= WHAT TO DO =
The answer consists solely of the data below, reproduced exactly.
PROVIDED MATERIAL START
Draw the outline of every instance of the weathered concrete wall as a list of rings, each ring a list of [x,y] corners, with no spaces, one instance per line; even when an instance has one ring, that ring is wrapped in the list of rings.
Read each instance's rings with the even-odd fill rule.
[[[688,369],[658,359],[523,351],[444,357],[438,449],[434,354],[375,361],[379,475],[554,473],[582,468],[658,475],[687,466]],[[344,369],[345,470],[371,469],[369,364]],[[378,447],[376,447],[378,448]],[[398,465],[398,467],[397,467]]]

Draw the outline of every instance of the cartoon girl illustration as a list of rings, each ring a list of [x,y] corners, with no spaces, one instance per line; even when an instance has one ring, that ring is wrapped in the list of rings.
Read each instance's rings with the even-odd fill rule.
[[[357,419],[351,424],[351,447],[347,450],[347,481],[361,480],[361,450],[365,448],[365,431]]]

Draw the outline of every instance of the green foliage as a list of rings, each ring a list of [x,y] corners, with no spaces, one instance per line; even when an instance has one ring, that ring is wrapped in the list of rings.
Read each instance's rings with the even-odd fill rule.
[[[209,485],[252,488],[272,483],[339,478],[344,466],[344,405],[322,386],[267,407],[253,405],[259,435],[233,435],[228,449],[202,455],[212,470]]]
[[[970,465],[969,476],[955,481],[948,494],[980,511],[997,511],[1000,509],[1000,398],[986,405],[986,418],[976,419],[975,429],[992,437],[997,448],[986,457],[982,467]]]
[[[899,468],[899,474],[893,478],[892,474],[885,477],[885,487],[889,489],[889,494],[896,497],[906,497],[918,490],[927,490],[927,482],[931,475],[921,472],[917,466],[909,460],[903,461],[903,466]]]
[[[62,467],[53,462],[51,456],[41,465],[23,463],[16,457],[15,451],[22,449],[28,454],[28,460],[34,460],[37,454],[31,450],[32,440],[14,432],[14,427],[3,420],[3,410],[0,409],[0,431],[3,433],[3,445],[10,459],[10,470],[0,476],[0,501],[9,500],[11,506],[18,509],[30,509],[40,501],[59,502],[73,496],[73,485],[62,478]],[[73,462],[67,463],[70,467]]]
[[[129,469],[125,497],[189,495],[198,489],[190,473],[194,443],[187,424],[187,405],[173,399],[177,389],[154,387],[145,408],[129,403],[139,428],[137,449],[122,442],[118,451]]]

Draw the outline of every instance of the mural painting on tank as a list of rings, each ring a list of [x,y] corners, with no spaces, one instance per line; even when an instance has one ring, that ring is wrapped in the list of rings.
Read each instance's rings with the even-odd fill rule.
PROVIDED MATERIAL END
= OUTPUT OF THE EXERCISE =
Draw the outline of every instance of the weathered concrete wall as a list of rings, each ring a list of [x,y] corners, with no spaces, one instance per line; even when an instance has one ring, that ring is wrapped in the list of rings.
Read each instance's rings with the even-odd fill rule.
[[[688,369],[658,359],[523,351],[444,357],[438,449],[434,354],[375,361],[379,475],[554,473],[582,468],[658,475],[687,466]],[[344,369],[345,470],[371,469],[369,364]],[[378,447],[376,447],[378,448]],[[398,465],[398,467],[397,467]]]

Draw the outline of every instance of the cartoon girl illustration as a list of rings, each ring a list of [x,y] corners, with no spaces, one instance per line; even when an instance has one ring, that ring is wrapped in the list of rings.
Read each instance's rings with the even-odd fill rule.
[[[357,419],[351,424],[351,447],[347,450],[347,481],[361,480],[361,450],[365,448],[365,431]]]

Draw the outline of every instance of the green foliage as a list of rings, each ring a list of [x,y] corners, with no spaces, one instance per line; even when an instance has one ring, that ring is wrapped in the list of rings.
Read each instance's rings with the even-odd fill rule.
[[[209,485],[252,488],[272,483],[339,478],[344,466],[344,405],[322,386],[267,407],[253,405],[259,435],[233,435],[228,449],[202,455],[212,470]]]
[[[970,465],[969,476],[955,481],[948,494],[980,511],[997,511],[1000,509],[1000,398],[986,405],[986,418],[976,419],[975,429],[992,437],[997,448],[986,457],[982,467]]]
[[[899,468],[899,474],[893,478],[892,474],[885,477],[885,487],[889,489],[889,494],[896,497],[906,497],[918,490],[927,490],[927,482],[931,475],[921,472],[917,466],[909,460],[903,461],[903,466]]]
[[[62,467],[53,462],[51,456],[41,465],[23,463],[16,457],[15,451],[22,449],[28,454],[28,460],[34,460],[37,454],[31,450],[32,440],[14,432],[14,427],[3,420],[3,410],[0,409],[0,431],[3,433],[3,445],[10,459],[10,470],[0,476],[0,501],[9,500],[11,506],[18,509],[30,509],[40,501],[59,502],[73,496],[73,485],[62,478]],[[73,462],[67,463],[70,467]]]
[[[129,469],[125,497],[189,495],[198,489],[190,473],[194,443],[187,424],[187,405],[173,399],[177,389],[154,387],[145,408],[129,403],[139,428],[137,449],[122,442],[118,451]]]

Draw the outline of every instance of the mural painting on tank as a list of rings, each ring a list of [x,y] corners, with no spaces, one instance per line; even when an instance has one ring, that ring is wrapped in the list of rings.
Read each instance's rings with the even-odd fill rule.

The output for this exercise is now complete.